社団法人を含む公益法人において、国家公務員を採用する際には天下りにならないように注意しなければいけません。

“天下り“とは元々日本の宗教である神道で使われていました。神道で使われていた天下りの意味は、神様が天界から人間が暮らす地上に降りてくることでした。そこから派生して、現在使用される天下りは、国家公務員が退職後に在職時の府省と関連する公益社団法人など民間企業に再就職することを意味します。

そもそも民間企業や公益遮断法人が、国家公務員の採用をすること自体は違法ではありません。しかし、再就職等規制に該当すると違反行為になってしまいます。そのため、国家公務員を採用する際には、再就職等規制を理解する必要があります。

今回は、社団法人など公益法人が公務員を採用する際に必ず理解しておかなければならない「天下り」や、再就職等規制と違反や対策などについて解説するので、ぜひ参考にしてみてください。

1 公益法人と天下り

公益法人と天下り

現代において、天下りとはマイナスなイメージを持っている言葉になります。国家公務員として働いていた人が国家公務員の職を辞めて転職する以外の意味が込められており、下の者の意向や都合を考えない、組織が介在した上からの一方的な押し付けが天下りとして認知されています。

なお、“上から一方的な押し付け“には、組織にとってリターンがなければ発生しません。天下りは、国家公務員を送り出す省庁などと受け入れる法人の両者の関係においてお互いにメリットが生まれる形を作り出しています。そのお互いのメリットが第3者から見た場合には、不正である場合に、国家公務員の転職が問題になります。

1−1 天下りとその問題点

天下りは、官庁の国家公務員が退職して関係性の深い営利法人や非営利法人などに再就職することです。天下りは、一人で複数回行われることもあり、そのような場合を「渡り」と言います。

天下りと聞くと「悪いこと」という世間一般のイメージがあります。漠然としたイメージではなく、正しく構造を知ることが必要です。

⚫︎天下りの構造

そもそもキャリア官僚などの国家公務員が天下りするのには、“早期退職慣行”があります。国家公務員は、慣行として50歳前後で退職するという、退職する年齢としては早期なタイミングの慣行があります。

国家公務員は、入庁後には基本的には年功序列に役職などに就いていきます。そのため、40歳前後の年齢になると課長職になります。まず、このタイミングで課長職に昇進できなかった人材などが一定数退職していきます。歳を重ねるごとに、役職のポストに対して出世競争が続いていき、出世競争から漏れた人材が退職していくことになります。

| 表示された行 |
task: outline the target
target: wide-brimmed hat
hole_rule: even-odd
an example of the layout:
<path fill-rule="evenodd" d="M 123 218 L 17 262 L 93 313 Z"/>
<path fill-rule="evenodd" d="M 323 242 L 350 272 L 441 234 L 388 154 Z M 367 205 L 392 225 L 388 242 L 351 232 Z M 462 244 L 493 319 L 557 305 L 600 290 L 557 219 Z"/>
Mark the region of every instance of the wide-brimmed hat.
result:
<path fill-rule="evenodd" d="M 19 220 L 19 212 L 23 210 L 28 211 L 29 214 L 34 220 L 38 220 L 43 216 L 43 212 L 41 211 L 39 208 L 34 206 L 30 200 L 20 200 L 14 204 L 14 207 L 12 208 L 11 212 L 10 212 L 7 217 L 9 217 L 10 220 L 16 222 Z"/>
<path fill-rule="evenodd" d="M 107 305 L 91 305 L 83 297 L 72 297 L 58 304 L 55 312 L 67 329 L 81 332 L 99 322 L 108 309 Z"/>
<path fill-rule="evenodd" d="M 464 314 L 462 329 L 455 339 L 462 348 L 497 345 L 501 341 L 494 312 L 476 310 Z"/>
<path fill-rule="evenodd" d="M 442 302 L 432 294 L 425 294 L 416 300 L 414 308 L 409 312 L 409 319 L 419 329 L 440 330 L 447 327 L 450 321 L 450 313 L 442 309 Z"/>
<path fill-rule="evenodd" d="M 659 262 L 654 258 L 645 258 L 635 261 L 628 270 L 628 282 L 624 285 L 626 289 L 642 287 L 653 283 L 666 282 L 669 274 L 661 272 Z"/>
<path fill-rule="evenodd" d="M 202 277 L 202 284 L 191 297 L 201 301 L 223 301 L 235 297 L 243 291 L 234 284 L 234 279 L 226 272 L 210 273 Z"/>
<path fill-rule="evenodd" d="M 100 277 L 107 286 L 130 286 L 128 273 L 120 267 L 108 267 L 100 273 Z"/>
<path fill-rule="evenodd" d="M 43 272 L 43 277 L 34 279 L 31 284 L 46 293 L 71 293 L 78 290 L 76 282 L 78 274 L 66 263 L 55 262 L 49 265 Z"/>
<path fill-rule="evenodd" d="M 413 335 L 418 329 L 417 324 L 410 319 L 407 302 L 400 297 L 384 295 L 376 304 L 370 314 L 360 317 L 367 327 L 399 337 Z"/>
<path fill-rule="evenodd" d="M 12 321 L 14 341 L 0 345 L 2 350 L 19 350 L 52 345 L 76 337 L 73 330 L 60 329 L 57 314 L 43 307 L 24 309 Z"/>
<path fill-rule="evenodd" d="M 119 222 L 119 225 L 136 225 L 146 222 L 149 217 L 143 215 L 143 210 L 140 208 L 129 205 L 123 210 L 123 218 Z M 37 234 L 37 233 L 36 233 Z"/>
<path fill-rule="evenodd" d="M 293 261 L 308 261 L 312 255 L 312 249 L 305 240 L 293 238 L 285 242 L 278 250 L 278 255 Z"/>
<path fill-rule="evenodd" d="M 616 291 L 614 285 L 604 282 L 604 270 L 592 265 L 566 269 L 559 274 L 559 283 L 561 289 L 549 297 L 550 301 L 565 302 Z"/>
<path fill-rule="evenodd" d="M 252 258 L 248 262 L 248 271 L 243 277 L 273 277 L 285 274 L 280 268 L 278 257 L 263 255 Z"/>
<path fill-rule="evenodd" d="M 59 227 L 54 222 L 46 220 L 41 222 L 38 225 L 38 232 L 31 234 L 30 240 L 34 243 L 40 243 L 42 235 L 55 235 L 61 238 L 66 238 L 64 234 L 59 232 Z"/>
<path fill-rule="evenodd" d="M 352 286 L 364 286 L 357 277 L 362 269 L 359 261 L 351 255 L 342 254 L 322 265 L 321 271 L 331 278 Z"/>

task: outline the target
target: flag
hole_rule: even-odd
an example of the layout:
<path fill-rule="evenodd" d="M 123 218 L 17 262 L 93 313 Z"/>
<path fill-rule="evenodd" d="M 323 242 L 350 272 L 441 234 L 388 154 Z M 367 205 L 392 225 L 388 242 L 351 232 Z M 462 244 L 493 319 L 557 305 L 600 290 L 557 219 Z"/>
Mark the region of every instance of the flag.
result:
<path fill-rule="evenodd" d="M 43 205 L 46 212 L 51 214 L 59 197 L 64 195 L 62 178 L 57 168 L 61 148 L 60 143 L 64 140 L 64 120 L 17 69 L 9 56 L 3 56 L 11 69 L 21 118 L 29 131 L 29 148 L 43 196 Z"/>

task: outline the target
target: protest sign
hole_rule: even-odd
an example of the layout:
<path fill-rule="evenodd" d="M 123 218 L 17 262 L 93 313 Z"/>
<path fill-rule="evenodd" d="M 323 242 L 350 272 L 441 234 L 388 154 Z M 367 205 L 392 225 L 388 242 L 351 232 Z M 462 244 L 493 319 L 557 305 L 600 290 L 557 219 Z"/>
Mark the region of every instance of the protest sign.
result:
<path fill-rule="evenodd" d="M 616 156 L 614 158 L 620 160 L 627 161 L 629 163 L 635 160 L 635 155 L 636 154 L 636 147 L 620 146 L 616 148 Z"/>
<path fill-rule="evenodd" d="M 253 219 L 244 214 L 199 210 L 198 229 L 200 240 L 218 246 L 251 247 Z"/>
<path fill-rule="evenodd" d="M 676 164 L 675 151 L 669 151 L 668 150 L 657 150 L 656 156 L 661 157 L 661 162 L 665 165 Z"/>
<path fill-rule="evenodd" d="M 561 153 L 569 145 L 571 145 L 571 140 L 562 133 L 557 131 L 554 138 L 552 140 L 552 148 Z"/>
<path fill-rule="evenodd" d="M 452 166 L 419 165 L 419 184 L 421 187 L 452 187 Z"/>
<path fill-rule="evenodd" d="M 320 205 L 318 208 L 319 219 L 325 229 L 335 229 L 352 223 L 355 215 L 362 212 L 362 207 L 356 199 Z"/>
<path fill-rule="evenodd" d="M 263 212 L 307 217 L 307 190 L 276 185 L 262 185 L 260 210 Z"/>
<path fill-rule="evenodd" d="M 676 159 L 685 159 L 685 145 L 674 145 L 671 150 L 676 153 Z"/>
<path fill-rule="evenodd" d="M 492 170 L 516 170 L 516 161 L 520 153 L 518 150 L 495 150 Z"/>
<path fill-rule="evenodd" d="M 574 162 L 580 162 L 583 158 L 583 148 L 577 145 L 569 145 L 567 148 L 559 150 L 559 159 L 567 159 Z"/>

| 課題 |
本文の「現代において、天下りとはマイ」から「く構造を知ることが必要です。」に至るまでのすべてを、一字も変えずに書き写してください。 本文だけを手がかりにしてください。

| 回答 |
現代において、天下りとはマイナスなイメージを持っている言葉になります。国家公務員として働いていた人が国家公務員の職を辞めて転職する以外の意味が込められており、下の者の意向や都合を考えない、組織が介在した上からの一方的な押し付けが天下りとして認知されています。

なお、“上から一方的な押し付け“には、組織にとってリターンがなければ発生しません。天下りは、国家公務員を送り出す省庁などと受け入れる法人の両者の関係においてお互いにメリットが生まれる形を作り出しています。そのお互いのメリットが第3者から見た場合には、不正である場合に、国家公務員の転職が問題になります。

1−1 天下りとその問題点

天下りは、官庁の国家公務員が退職して関係性の深い営利法人や非営利法人などに再就職することです。天下りは、一人で複数回行われることもあり、そのような場合を「渡り」と言います。

天下りと聞くと「悪いこと」という世間一般のイメージがあります。漠然としたイメージではなく、正しく構造を知ることが必要です。